## TASKS AND EXERCISES
1. Answer these questions from the blog post on the AWS outage:
(a) On what date did the outage happen?
(b) In which region was the outage centered?
(c) Which team did the person who typed the wrong command belong to?
2. Extend the blog post on the AWS outage, picking up right after its final line.

## DOCUMENT PASSAGE
↓

Select Page
Blog - Why One Bug Caused Widespread Internet Chaos

Why One Bug Caused Widespread Internet Chaos

Anybody familiar with the concept of the butterfly effect is likely to have some sympathy for the Amazon Web Services engineer who inadvertently caused an Internet meltdown on February 28, 2017.

The cloud-based infrastructure provider suffered an hours-long outage that crippled a significant proportion of the Internet, with a plethora of high-profile websites and apps stopped in their tracks. The outage was centered in the Northern Virginia region and ensured that AWS was unable to service requests for around five hours.

Although there was no evidence that this was linked to a malicious attack, people (unsurprisingly) wanted to know what was going on.

And it turns out that human error was to blame. To be more specific, a member of the Simple Storage Service (S3) team typed in the wrong command as part of a debugging process intended to speed up the S3 billing process.

Yes, a typo brought parts of the Internet to its knees.

↑

[Excerpts of bounding box data]
↓

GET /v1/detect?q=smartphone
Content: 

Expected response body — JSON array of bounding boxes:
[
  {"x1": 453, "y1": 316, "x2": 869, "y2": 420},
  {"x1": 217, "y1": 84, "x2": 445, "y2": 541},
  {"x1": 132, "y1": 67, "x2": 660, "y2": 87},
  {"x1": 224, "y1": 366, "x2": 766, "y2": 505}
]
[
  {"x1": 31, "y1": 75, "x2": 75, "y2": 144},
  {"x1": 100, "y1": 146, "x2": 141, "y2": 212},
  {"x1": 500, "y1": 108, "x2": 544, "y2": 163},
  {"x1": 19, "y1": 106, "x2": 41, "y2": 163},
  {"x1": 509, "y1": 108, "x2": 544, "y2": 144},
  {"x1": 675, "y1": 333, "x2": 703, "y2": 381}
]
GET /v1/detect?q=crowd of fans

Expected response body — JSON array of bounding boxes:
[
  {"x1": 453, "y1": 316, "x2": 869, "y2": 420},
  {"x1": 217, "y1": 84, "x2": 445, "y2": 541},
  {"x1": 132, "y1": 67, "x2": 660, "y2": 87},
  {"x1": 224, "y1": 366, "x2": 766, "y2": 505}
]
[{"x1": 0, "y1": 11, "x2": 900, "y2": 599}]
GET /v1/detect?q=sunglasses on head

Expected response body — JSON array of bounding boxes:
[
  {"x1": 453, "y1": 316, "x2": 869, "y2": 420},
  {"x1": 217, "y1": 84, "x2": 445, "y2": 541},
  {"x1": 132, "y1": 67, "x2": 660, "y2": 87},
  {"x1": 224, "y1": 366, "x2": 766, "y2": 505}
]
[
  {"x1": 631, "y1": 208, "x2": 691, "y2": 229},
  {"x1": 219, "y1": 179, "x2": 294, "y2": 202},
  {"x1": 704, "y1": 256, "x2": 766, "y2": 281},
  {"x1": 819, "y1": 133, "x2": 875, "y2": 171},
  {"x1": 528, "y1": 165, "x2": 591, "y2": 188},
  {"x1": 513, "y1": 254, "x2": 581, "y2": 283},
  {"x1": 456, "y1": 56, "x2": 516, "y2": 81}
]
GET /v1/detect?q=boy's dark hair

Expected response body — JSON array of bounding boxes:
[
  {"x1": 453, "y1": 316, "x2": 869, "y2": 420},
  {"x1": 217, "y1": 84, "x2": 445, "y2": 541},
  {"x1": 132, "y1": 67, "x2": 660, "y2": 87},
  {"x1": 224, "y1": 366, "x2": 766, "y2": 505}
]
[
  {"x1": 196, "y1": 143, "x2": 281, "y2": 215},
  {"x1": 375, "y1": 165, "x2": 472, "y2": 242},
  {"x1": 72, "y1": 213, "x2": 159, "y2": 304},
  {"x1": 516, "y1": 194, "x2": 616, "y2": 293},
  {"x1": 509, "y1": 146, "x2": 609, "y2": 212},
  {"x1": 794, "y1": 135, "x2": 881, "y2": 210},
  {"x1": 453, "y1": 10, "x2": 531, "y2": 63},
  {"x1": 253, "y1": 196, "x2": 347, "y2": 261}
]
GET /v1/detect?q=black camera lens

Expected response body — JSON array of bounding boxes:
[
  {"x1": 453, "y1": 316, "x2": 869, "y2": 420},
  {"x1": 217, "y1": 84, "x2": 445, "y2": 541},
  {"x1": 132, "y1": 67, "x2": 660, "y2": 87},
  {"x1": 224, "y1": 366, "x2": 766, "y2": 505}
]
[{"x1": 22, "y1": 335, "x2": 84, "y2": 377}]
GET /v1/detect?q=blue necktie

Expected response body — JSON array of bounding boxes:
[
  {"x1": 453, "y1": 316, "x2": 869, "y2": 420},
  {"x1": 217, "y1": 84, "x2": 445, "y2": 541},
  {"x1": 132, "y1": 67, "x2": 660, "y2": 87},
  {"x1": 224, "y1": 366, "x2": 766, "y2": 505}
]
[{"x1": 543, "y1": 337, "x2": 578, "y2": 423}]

↑

## EXPECTED ANSWERS
1.
(a) February 28, 2017
(b) Northern Virginia
(c) The Simple Storage Service (S3) team

2.
According to Amazon Web Services, the debugging was only supposed to affect a limited number of servers. The incorrect command not only took out a larger set of servers than intended in the US-EAST-1 datacenter—a huge location that is also Amazon’s oldest, ZDNet reported—but also removed support for two other S3 subsystems—the index subsystem and the placement subsystem. Both of these subsystems required a full restart and safety checks that took “longer than expected.”

“At 9:37AM PST, an authorized S3 team member using an established playbook executed a command which was intended to remove a small number of servers for one of the S3 subsystems that is used by the S3 billing process,” said AWS, in a press release. “Unfortunately, one of the inputs to the command was entered incorrectly and a larger set of servers was removed than intended.”

The full AWS explanation for the outage can be read here.

Never Hurts To Plan For An Unexpected Event

The outage only lasted for a few hours but it highlights the ripples that can be created when the human factor comes into play.

AWS said that it builds its systems with the assumption that things might fail but admitted that it had not restarted either of these subsystems in its larger regions for years. S3 has experienced massive growth, which means that any outage or bug is always going to have a significant effect on the digital world.

To be fair to AWS, it has already made several changes to its operational practices as a result of this unforeseen event.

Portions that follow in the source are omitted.